| Passage |
^^^^
While you are reading this letter, never for one moment forget that the decision to go overseas, to become involved in wars, peacekeeping actions, and all such deployments, is a decision that is made not by military personnel, but by politicians. Direct your own letters and thoughts accordingly.

Given the recent lacklustre support by Toronto City Council for the men and women now serving our nation in Afghanistan, we dedicate today’s editorial celebrating Canada’s 140th birthday to all members of our military.

Thank you for choosing to serve Canada, whether you were born here or came here from another country.

Thank you for deciding that Canada is worth defending, both at home and abroad.

Thank you for being ready to sacrifice everything, not just a safe, comfortable life here at home with your loved ones, but your very lives, if necessary, to protect us and those who are in need of our protection abroad.

To the families of all who serve in our military, thank you for sharing your precious sons, daughters, husbands, wives, mothers, fathers, brothers, sisters, grandchildren, relatives and friends with us.

Like you, we pray they will complete their missions and return home safely to you as soon as possible. Like you, we pray for a just and lasting peace.

To those who face the unimaginable grief on this Canada Day, and every Canada Day to come, of missing the presence of a loved one because they died in the service of their country, know that we are thinking of you today.

That we grieve with you. That we pray for you. And that we will remember those you loved, and what they did for us and to help people they didn’t even know, forever.
^^^^
| Given problem a |
Put the lines of the records between the one containing "job: red shirt" and the one containing "101], [64, 100]]", inclusive, into a JSON list of strings, one string per line, leaving out any blank lines.
The text and the records have nothing to do with each other.
^^^^
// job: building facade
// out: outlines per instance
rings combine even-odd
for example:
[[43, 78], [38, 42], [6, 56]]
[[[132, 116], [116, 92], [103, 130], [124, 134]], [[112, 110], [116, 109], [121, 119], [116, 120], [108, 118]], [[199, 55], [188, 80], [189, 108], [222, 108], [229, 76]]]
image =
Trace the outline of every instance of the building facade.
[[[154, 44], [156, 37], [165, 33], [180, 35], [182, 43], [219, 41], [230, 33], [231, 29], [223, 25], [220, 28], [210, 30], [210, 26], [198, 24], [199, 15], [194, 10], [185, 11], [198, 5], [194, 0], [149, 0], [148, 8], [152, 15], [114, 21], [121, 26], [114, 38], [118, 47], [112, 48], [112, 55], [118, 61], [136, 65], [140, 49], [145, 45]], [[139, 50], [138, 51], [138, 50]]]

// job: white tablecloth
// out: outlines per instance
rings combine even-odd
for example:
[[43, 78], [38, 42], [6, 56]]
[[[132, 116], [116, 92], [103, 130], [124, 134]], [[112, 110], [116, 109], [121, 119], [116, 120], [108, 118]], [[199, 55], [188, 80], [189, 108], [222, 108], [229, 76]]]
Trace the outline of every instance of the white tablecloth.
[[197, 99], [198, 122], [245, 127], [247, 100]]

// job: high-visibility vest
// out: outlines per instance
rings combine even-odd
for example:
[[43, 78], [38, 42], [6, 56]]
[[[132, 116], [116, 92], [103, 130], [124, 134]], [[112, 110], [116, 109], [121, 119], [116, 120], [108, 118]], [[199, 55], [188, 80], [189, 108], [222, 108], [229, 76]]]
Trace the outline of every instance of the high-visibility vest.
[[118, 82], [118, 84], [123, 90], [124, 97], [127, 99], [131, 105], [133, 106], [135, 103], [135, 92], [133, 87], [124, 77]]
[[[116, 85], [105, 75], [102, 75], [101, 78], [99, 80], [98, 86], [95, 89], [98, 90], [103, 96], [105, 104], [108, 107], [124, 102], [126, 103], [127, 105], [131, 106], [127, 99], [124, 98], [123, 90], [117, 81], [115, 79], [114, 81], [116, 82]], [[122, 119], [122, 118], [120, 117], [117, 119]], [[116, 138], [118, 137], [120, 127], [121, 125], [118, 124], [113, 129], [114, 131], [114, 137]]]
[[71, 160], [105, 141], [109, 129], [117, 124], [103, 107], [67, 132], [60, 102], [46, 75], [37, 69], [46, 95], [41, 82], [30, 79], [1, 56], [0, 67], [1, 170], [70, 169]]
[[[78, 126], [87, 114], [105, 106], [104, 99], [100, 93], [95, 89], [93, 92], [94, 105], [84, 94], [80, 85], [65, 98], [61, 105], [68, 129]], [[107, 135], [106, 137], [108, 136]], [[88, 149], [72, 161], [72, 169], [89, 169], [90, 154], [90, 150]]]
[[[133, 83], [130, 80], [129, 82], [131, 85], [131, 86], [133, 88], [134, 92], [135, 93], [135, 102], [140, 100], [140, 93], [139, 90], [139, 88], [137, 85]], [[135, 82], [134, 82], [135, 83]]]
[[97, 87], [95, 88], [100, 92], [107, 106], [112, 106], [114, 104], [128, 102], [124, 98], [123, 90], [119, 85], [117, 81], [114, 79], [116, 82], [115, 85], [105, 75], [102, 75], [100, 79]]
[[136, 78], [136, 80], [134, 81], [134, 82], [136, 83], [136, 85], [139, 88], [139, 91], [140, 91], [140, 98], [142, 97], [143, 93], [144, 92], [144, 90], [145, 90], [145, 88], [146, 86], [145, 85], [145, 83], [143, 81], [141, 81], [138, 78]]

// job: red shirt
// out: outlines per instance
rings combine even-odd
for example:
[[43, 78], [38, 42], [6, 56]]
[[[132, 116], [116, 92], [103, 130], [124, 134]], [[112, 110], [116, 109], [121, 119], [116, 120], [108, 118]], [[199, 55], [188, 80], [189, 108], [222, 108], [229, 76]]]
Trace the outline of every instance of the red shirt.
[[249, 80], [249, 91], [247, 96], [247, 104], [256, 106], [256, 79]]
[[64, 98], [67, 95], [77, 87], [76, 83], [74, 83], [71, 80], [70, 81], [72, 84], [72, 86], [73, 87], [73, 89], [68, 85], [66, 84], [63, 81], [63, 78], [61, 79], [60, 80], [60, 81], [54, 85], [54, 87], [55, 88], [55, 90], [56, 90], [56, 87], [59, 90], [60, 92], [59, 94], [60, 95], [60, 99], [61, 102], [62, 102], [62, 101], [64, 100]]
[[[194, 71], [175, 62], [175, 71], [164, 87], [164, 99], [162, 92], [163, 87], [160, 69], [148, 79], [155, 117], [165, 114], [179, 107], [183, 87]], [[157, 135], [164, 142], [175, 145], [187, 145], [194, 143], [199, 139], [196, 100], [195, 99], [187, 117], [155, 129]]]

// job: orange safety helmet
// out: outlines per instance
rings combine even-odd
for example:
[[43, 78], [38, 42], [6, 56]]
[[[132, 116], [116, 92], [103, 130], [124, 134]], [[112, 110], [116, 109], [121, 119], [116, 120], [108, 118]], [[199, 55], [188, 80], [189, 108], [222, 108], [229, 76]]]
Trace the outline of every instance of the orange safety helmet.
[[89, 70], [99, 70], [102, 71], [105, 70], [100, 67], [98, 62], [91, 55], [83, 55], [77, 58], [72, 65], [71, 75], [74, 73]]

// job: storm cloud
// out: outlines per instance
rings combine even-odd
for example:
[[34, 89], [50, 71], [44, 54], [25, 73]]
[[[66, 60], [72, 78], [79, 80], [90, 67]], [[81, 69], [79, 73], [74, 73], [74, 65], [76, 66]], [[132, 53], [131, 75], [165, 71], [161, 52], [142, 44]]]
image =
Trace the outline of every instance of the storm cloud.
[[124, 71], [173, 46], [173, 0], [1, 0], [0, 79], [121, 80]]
^^^^
| Given problem b |
Rewrite the Canada Day editorial between "To the families" and "friends with us.", inclusive, substituting "beloved" for "precious".

| Written answer a |
[
  "// job: red shirt",
  "// out: outlines per instance",
  "rings combine even-odd",
  "for example:",
  "[[43, 78], [38, 42], [6, 56]]",
  "[[[132, 116], [116, 92], [103, 130], [124, 134]], [[112, 110], [116, 109], [121, 119], [116, 120], [108, 118]], [[199, 55], [188, 80], [189, 108], [222, 108], [229, 76]]]",
  "Trace the outline of every instance of the red shirt.",
  "[[249, 80], [249, 91], [247, 96], [247, 104], [256, 106], [256, 79]]",
  "[[64, 98], [67, 95], [77, 87], [76, 83], [74, 83], [71, 80], [70, 81], [72, 84], [72, 86], [73, 87], [73, 89], [68, 85], [66, 84], [63, 81], [63, 78], [61, 79], [60, 80], [60, 81], [54, 85], [54, 87], [55, 88], [55, 90], [56, 90], [56, 87], [59, 90], [60, 92], [59, 94], [60, 95], [60, 99], [61, 102], [62, 102], [62, 101], [64, 100]]"
]

| Written answer b |
To the families of all who serve in our military, thank you for sharing your beloved sons, daughters, husbands, wives, mothers, fathers, brothers, sisters, grandchildren, relatives and friends with us.